[[ Records for processing open ]]

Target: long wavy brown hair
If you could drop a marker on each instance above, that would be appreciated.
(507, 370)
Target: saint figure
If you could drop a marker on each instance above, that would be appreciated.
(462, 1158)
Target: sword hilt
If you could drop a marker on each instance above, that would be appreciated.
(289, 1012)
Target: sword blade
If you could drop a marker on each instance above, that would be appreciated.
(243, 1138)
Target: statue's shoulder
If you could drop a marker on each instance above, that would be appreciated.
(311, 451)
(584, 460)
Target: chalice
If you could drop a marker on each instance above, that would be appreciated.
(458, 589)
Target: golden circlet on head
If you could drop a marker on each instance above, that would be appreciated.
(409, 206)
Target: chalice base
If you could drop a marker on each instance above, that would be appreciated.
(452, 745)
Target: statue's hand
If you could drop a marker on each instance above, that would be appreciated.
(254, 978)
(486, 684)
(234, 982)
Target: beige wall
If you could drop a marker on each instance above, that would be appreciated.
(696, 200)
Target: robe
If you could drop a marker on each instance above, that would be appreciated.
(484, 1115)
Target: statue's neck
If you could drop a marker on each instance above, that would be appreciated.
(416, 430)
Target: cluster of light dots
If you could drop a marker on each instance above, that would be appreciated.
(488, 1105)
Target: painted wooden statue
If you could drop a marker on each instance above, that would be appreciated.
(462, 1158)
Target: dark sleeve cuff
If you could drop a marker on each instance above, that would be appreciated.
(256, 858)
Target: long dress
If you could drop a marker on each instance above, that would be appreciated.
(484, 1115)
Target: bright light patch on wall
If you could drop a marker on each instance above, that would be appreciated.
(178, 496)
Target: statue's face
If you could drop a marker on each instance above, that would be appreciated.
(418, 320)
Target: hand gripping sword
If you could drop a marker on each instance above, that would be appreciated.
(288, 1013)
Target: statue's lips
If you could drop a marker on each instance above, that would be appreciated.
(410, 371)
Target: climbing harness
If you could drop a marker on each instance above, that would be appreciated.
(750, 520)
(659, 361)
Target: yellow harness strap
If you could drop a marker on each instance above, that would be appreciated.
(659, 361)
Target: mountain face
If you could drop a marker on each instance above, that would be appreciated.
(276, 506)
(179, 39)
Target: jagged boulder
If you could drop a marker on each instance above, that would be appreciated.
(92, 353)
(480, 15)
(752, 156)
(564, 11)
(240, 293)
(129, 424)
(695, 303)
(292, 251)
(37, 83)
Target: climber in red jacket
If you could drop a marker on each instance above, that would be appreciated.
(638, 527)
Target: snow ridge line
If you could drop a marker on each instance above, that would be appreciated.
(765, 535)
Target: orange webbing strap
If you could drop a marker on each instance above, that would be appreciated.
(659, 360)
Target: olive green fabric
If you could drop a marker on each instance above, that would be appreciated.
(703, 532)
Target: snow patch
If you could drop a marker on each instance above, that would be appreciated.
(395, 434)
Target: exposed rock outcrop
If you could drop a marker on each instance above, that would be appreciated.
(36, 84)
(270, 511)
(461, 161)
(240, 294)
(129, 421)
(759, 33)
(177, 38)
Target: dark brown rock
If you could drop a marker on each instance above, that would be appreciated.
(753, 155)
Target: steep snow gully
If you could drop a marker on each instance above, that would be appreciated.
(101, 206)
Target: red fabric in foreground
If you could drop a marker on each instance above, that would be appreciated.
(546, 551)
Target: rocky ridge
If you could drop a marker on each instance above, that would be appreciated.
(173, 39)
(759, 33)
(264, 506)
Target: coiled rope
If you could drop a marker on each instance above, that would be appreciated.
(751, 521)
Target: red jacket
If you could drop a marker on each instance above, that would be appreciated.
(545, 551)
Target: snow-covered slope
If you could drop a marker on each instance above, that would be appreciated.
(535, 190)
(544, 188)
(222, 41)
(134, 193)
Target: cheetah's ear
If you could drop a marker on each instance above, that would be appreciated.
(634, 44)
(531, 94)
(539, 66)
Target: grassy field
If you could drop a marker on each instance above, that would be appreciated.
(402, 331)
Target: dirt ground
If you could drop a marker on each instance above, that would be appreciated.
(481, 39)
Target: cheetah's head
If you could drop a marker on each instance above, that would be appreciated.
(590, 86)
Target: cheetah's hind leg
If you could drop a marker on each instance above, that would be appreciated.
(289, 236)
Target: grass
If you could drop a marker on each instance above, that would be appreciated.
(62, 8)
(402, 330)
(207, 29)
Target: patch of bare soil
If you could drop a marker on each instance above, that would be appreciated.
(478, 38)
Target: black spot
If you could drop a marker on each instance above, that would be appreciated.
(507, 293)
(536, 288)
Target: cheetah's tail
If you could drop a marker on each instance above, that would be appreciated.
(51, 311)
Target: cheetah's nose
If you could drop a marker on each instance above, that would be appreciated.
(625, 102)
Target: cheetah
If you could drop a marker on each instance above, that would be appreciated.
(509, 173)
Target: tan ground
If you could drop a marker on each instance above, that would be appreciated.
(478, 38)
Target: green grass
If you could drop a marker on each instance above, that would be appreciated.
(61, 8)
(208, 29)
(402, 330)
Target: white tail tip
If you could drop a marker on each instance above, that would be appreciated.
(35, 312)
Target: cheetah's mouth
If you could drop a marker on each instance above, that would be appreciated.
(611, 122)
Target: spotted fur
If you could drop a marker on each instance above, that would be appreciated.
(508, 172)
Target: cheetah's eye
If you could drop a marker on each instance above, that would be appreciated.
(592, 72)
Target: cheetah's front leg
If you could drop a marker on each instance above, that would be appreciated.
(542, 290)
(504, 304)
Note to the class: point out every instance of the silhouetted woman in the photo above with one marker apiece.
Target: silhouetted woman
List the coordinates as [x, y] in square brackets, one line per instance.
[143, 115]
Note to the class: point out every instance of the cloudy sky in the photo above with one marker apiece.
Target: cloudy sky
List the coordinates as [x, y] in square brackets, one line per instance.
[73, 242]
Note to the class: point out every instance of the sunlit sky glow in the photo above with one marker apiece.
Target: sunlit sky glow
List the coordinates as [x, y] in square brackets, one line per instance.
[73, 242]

[[ Records for processing closed ]]

◆ What you have to do
Print all the material, keeping every line identical to the original.

◆ Solution to the exercise
Target: long wavy brown hair
If you could drop a marker on each instance above, that would be appreciated.
(507, 370)
Target: saint figure
If you could drop a marker on each instance above, that would be appreciated.
(462, 1158)
Target: sword hilt
If you could drop a marker on each instance above, that would be appreciated.
(289, 1012)
Target: sword blade
If you could drop a marker on each instance above, that would be appreciated.
(243, 1138)
Target: statue's shoulder
If you could drop a marker on each instance above, that would be appreciated.
(311, 451)
(584, 460)
Target: chalice
If you could drop a marker on each instance above, that would be appreciated.
(458, 589)
Target: golden circlet on head
If you could drop a marker on each instance above, that would be appreciated.
(409, 206)
Target: chalice base
If you could drop a marker on each instance above, that would be appreciated.
(452, 745)
Target: statue's hand
If you could drop a marker on each instance above, that would be appreciated.
(254, 978)
(486, 684)
(234, 982)
Target: beige wall
If you could drop a marker on each instance above, that would be appreciated.
(696, 200)
Target: robe
If you could drop a marker on each instance above, that would be appreciated.
(484, 1115)
Target: statue's neck
If you could drop a marker on each instance above, that would be appreciated.
(416, 430)
Target: cluster of light dots
If you could drop a marker on each instance above, that would be appreciated.
(488, 1105)
Target: painted wooden statue
If you could drop a marker on each instance above, that would be appreciated.
(462, 1158)
Target: dark sleeve cuff
If you could drop a marker on each instance above, that would be appreciated.
(256, 858)
Target: long dress
If you could drop a marker on each instance above, that would be appreciated.
(484, 1115)
Target: bright light patch on wall
If you could drop a marker on each instance above, that would be appreciated.
(178, 496)
Target: statue's face
If you could drop a marker on each instance above, that would be appreciated.
(418, 320)
Target: hand gripping sword
If you could drop a marker on each instance above, that would be appreciated.
(288, 1013)
Target: statue's lips
If you could drop a marker on each instance above, that would be appreciated.
(410, 371)
Target: climbing harness
If you could drop a marker on each instance above, that would be appreciated.
(750, 520)
(659, 361)
Target: yellow harness strap
If you could drop a marker on each instance above, that would be appreciated.
(659, 361)
Target: mountain face
If you could drop a marker on each instance above, that would be appreciated.
(276, 506)
(179, 39)
Target: jagged boulder
If you could drop a marker on each instance above, that would be appreciated.
(92, 353)
(480, 15)
(752, 156)
(564, 11)
(240, 293)
(129, 424)
(695, 303)
(292, 251)
(37, 83)
Target: climber in red jacket
If you could drop a marker on each instance above, that would be appreciated.
(638, 527)
Target: snow ridge line
If you could drop a marker on each instance above, that would be appreciated.
(765, 535)
Target: orange webbing strap
If you could drop a marker on each instance above, that would be appreciated.
(659, 360)
Target: olive green fabric
If you could drop a marker on each instance above, that would be appreciated.
(703, 532)
Target: snow patch
If you could drop a marker on each instance above, that would be appreciated.
(395, 434)
Target: exposed rock outcrop
If you could drop a marker on each instance above, that would be appreciated.
(36, 84)
(270, 511)
(461, 161)
(240, 294)
(129, 421)
(759, 33)
(177, 38)
Target: dark brown rock
If you could drop a marker on each instance above, that would be appreciated.
(753, 155)
Target: steep snow gully
If you could drop a marker on each instance above, that would be appreciated.
(101, 206)
Target: red fabric in foreground
If you could drop a marker on each instance above, that would be appreciated.
(546, 551)
Target: rocky ridge
If you could drop a marker on each instance above, that would be appreciated.
(173, 39)
(759, 33)
(264, 506)
Target: coiled rope
If you could drop a marker on each instance above, that would be appreciated.
(751, 521)
Target: red jacket
If you could drop a marker on each instance above, that would be appreciated.
(545, 551)
Target: snow-covered slope
If you could drop a marker on each instance above, that would be appreciated.
(535, 190)
(544, 188)
(222, 41)
(134, 193)
Target: cheetah's ear
If you could drop a marker on each instance above, that would be appreciated.
(634, 44)
(531, 94)
(539, 66)
Target: grassy field
If you could drop a marker on each instance above, that would be appreciated.
(402, 331)
Target: dirt ground
If you could drop a marker on each instance above, that would be appreciated.
(481, 39)
Target: cheetah's head
If you could drop a marker on each instance above, that would be appreciated.
(590, 86)
Target: cheetah's hind leg
If you could drop a marker on each instance above, that would be appreciated.
(289, 236)
Target: grass
If you could drop a marker on each instance above, that would be appreciated.
(62, 8)
(402, 330)
(207, 29)
Target: patch of bare soil
If you could drop a marker on each instance above, that would be appreciated.
(478, 38)
Target: black spot
If you could drop a marker on each instance above, that would be appreciated.
(507, 293)
(536, 288)
Target: cheetah's tail
If you could drop a marker on each instance above, that would be appreciated.
(51, 311)
Target: cheetah's nose
If you could drop a marker on each instance above, that would be appreciated.
(625, 102)
Target: cheetah
If you could drop a marker on each instance above, that would be appreciated.
(509, 173)
Target: tan ground
If you could drop a marker on each instance above, that would be appreciated.
(478, 38)
Target: green grass
If you could drop a marker on each instance above, that would be appreciated.
(61, 8)
(208, 29)
(402, 330)
Target: white tail tip
If you could drop a marker on each instance above, that would be appreciated.
(35, 312)
Target: cheetah's mouth
If you could drop a marker on each instance above, that would be appreciated.
(611, 122)
Target: spotted fur
If you could drop a marker on each instance above, that would be appreciated.
(508, 172)
Target: cheetah's eye
If you could drop a marker on each instance above, that would be appreciated.
(592, 72)
Target: cheetah's front leg
If you could drop a marker on each instance above, that would be appreciated.
(542, 290)
(504, 304)
Note to the class: point out every instance of the silhouetted woman in the photo above with one marker apiece.
Target: silhouetted woman
List the coordinates as [x, y] in square brackets, one line per instance.
[143, 115]
Note to the class: point out every instance of the cloudy sky in the photo above with one marker apiece.
Target: cloudy sky
List the coordinates as [x, y] in square brackets, one line per instance.
[73, 242]
Note to the class: point out every instance of the sunlit sky glow in the photo above with one marker apiece.
Target: sunlit sky glow
List the coordinates as [x, y] in square brackets, one line per instance.
[73, 242]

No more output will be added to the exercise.